** Document segment follows **

Figure 1. Interaction of STAT3 with DNMT1. (A) STAT3 binds specific gene promoters and activates transcription. (B) Acetylation of STAT3 at K685 enables it to interact with DNMT1 and targets DNMT1 to methylate CpGs in certain gene promoters. Note that the schema is drawn as a dimeric STAT3-DNMT1 complex, although the stoichiometry was not investigated in the study. Other post-translational modifications, such as phosphorylation have also been omitted.

The remaining experiments in the study investigate whether resveratol can be used to re-activate the ESR1 (ERα) gene in TNBC and melanoma cells. ERα expression is re-activated in TNBC and melanoma cell lines treated with resveratol and this correlates with a decrease in ESR1 promoter methylation. Furthermore, resveratol plus tamoxifen significantly reduces tumor formation by the TNBC cell line in the mouse xenograft model.

This is a tantalizing study, which brings out the role of STAT3 K685 acetylation in mediating its interaction with DNMT1 and the potential role of STAT3-directed DNA methylation causing an increase in promoter methylation and transcriptional repression of specific genes. STAT3 can undergo a number of different post-translational modifications, potentially creating many forms of the protein with different activities and able to interact with other proteins. It would be of interest to determine to what extent the mechanisms reported in this paper are dependent on tyrosine or serine phosphorylation, methylation or acetylation of STAT3 at other sites. Also, whether the association of acetylated STAT3 with DNMT1 requires other accessory factors. It should be noted that STAT3 has also been shown to activate DNMT1 transcription in lymphoma cells.³⁷ The balance between DNMT1 promoter activation and DNMT1 binding by STAT3 and the precise regulation of STAT3 to control both these processes require further study.

** End of Document segment **

Problem statement -
Answer these questions using the passage on STAT3 and DNMT1.
(a) Acetylation at which STAT3 site lets it interact with DNMT1?
(b) Which gene do the later experiments try to re-activate in TNBC and melanoma cells?
(c) In what cells has STAT3 also been shown to activate DNMT1 transcription?
Rely only on the passage on STAT3 and DNMT1.

** Data follows **

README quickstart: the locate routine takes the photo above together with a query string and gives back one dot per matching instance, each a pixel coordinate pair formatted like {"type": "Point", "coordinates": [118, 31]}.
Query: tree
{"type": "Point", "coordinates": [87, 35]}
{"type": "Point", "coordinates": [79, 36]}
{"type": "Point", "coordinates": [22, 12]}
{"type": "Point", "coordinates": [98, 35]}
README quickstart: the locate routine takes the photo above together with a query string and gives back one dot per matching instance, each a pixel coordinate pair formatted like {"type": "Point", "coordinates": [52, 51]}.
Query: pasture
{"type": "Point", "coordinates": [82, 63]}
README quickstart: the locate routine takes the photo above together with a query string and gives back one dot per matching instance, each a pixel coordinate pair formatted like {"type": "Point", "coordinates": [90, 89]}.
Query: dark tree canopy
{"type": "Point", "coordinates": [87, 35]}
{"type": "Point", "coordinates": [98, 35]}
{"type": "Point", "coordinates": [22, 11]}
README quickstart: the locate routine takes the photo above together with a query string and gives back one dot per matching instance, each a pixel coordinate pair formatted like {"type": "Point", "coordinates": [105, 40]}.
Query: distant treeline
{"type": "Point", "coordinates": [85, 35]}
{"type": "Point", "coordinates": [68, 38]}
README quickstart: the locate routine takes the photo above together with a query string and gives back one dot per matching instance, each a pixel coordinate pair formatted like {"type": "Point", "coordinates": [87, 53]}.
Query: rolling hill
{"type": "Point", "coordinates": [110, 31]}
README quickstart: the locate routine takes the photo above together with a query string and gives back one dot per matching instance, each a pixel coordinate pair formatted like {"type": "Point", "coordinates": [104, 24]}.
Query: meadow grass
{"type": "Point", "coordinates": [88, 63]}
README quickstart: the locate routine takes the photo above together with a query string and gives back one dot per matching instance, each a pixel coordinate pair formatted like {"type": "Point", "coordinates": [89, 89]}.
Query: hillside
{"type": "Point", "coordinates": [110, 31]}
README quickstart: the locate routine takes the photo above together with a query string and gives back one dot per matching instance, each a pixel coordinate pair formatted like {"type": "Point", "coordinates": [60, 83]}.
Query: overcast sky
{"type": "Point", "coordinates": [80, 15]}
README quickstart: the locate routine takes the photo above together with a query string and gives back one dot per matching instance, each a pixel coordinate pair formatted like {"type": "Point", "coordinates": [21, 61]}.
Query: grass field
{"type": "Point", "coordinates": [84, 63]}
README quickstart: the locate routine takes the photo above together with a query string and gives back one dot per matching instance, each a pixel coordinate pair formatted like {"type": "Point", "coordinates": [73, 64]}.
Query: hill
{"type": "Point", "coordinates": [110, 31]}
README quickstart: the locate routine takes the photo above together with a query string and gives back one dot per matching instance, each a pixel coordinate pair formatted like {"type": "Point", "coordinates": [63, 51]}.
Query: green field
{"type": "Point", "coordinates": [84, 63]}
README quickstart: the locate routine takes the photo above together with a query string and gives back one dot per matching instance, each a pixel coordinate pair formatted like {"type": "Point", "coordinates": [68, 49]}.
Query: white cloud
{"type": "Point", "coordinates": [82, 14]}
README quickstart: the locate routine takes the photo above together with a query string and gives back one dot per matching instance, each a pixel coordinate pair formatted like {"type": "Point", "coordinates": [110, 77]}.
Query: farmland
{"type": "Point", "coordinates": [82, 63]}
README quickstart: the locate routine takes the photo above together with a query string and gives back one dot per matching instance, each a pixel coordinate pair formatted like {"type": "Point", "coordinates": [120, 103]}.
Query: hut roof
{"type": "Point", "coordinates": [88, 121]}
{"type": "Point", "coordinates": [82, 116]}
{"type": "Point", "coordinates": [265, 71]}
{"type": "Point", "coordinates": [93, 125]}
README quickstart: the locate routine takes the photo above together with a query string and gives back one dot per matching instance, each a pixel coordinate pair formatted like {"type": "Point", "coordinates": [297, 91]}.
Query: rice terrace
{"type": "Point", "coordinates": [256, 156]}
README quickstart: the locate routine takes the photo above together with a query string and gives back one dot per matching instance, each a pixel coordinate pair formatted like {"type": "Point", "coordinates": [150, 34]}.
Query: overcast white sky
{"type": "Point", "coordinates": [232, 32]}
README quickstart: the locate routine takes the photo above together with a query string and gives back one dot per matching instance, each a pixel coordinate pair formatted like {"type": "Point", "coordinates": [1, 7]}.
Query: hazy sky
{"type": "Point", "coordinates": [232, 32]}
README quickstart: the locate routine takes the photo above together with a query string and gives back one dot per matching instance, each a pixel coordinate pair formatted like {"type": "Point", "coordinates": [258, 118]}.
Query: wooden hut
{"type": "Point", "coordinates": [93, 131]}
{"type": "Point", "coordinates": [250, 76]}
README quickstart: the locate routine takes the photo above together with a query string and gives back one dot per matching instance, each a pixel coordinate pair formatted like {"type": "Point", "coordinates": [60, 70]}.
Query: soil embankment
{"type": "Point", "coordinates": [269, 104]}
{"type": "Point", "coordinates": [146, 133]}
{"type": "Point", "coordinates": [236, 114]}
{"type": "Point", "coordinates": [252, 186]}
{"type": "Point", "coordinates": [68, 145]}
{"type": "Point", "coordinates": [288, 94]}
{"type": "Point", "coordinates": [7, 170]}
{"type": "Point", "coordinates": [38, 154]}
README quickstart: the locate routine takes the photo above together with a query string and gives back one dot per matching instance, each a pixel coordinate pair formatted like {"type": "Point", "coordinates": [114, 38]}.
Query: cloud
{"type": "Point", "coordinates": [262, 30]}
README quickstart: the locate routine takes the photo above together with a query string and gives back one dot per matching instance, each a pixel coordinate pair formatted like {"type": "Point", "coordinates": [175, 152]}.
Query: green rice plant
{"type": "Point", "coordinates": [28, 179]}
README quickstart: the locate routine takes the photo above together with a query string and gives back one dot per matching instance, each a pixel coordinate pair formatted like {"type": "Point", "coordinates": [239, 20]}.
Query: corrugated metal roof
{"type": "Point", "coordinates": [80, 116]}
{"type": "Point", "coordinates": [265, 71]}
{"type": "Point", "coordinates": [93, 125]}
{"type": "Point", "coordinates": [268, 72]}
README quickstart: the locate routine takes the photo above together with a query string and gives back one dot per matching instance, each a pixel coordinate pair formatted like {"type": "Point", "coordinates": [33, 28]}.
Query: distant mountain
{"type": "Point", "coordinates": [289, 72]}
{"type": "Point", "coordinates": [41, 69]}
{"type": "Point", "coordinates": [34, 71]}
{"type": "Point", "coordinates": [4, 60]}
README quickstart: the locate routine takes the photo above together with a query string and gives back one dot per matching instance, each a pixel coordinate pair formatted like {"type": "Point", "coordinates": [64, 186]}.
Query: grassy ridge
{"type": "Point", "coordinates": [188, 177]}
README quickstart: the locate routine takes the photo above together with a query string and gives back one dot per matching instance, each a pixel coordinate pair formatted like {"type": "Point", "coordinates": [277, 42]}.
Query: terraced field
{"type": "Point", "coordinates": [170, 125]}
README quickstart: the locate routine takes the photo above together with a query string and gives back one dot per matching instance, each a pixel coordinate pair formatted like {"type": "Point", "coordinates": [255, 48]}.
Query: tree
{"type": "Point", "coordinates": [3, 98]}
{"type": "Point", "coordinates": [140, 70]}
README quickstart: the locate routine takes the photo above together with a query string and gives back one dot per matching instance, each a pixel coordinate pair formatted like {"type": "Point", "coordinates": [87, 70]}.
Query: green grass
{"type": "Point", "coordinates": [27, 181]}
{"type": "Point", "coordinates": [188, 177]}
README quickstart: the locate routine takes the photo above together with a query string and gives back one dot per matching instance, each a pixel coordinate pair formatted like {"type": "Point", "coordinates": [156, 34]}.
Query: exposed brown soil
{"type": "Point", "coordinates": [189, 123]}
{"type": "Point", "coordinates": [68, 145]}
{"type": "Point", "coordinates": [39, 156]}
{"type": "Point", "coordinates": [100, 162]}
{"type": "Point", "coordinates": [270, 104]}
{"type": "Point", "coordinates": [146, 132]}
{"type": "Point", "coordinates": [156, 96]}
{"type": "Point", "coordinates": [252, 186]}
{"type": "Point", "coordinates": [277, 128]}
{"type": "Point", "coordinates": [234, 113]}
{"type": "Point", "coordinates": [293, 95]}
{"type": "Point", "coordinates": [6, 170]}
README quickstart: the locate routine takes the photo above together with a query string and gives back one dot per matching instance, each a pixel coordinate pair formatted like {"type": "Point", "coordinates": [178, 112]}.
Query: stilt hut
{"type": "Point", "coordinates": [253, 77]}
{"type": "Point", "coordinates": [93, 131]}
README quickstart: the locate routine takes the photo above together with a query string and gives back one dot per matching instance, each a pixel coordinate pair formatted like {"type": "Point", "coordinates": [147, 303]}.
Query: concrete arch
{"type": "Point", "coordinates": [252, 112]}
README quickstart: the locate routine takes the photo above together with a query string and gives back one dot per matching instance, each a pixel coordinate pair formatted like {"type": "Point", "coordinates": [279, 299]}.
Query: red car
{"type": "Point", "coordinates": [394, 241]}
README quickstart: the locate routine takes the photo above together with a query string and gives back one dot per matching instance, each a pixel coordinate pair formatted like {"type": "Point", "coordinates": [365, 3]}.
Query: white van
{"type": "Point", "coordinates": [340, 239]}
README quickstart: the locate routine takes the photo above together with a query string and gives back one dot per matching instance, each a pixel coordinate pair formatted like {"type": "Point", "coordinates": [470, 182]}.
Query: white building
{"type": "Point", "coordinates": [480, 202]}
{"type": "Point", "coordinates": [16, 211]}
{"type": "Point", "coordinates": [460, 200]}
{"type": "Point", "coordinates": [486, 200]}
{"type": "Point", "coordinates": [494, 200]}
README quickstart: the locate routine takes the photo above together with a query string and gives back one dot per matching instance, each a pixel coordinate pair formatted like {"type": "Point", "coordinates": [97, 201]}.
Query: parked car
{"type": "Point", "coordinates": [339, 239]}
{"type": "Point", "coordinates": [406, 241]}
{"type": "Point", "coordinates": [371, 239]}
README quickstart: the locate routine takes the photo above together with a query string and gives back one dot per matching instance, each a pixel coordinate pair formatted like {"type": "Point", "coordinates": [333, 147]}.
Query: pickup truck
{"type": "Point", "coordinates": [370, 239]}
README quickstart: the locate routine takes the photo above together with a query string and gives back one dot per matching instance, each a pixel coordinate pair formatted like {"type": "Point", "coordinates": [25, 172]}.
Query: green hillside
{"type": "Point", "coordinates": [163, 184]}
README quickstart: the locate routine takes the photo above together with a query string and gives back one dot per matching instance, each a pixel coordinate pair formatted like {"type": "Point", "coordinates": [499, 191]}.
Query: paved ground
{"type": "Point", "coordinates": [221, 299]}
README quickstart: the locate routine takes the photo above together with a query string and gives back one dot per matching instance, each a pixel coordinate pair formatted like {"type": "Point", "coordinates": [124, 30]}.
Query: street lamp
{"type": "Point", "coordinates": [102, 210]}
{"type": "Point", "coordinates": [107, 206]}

** End of Data **

Answer box -
(a) K685
(b) ESR1 (ERα)
(c) Lymphoma cells